# DATA RECORDS
*** Begin section ***

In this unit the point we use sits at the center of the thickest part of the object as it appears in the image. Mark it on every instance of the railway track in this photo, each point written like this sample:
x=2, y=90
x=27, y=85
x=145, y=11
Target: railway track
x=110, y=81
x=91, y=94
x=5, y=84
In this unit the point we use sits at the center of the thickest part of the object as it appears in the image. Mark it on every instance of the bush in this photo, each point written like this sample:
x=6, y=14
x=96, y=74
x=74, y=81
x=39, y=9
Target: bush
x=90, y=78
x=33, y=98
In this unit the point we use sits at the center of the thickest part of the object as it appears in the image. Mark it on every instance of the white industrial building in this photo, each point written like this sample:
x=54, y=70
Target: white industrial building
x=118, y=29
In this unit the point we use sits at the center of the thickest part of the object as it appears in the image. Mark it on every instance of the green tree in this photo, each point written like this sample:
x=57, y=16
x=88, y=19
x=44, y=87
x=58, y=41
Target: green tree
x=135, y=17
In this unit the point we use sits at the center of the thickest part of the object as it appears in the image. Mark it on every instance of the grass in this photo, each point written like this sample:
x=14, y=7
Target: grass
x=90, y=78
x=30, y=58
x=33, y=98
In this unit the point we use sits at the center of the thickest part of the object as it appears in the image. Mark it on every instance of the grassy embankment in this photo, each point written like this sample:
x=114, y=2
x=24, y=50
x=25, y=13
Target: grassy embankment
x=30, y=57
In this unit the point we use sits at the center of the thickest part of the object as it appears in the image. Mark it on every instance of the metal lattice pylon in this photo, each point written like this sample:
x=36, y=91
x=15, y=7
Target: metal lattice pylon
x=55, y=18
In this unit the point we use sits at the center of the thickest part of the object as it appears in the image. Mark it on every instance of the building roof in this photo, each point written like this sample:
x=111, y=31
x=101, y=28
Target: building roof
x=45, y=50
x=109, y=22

*** End section ***
*** Begin section ***

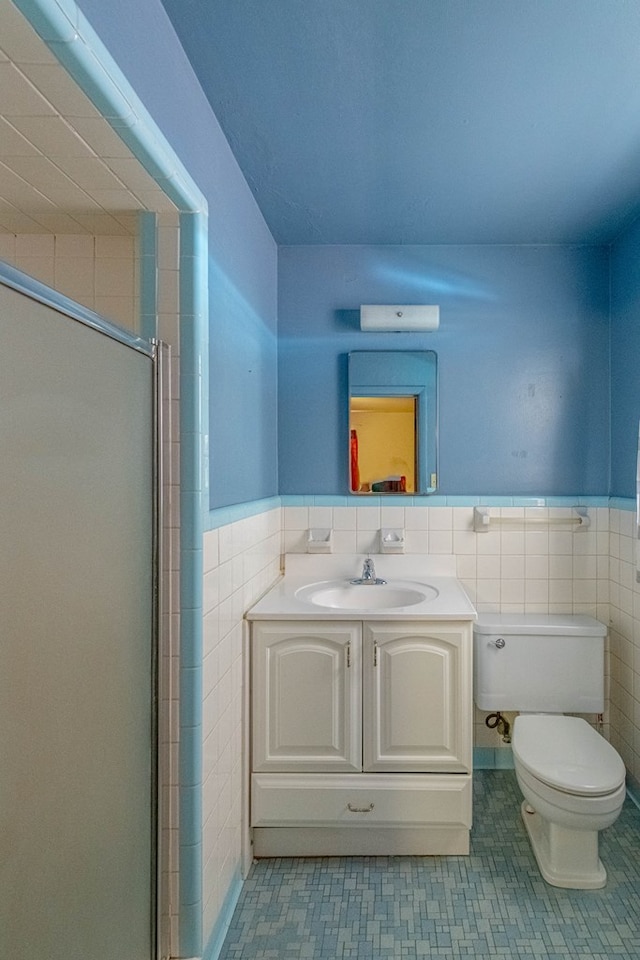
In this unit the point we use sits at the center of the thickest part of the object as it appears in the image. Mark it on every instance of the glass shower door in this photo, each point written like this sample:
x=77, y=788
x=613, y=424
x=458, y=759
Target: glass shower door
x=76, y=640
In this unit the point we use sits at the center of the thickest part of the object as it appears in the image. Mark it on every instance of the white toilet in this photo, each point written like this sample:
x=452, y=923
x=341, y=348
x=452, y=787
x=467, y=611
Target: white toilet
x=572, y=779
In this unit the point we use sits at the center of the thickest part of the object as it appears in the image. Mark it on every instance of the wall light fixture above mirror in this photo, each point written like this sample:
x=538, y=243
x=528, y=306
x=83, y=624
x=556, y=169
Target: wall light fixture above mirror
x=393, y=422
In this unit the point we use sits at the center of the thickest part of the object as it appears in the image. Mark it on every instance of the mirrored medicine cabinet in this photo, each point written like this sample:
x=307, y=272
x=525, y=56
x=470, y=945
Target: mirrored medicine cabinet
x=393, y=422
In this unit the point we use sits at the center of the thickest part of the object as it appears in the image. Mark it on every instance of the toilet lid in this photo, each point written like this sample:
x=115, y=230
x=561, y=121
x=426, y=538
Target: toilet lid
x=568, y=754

*** End section ***

# EXERCISE AIM
Please reproduce, exactly as they appear above, the lines from the line containing "Target: mirrored medicine cabinet" up to and including the line containing "x=426, y=538".

# RESPONSE BELOW
Target: mirrored medicine cabinet
x=393, y=422
In this unit the point we use sits at the center of the thickest part of the object as it appears in the image. Mark it on every instance of the toilet lid in this photo, each point written like this sample:
x=115, y=230
x=561, y=121
x=426, y=538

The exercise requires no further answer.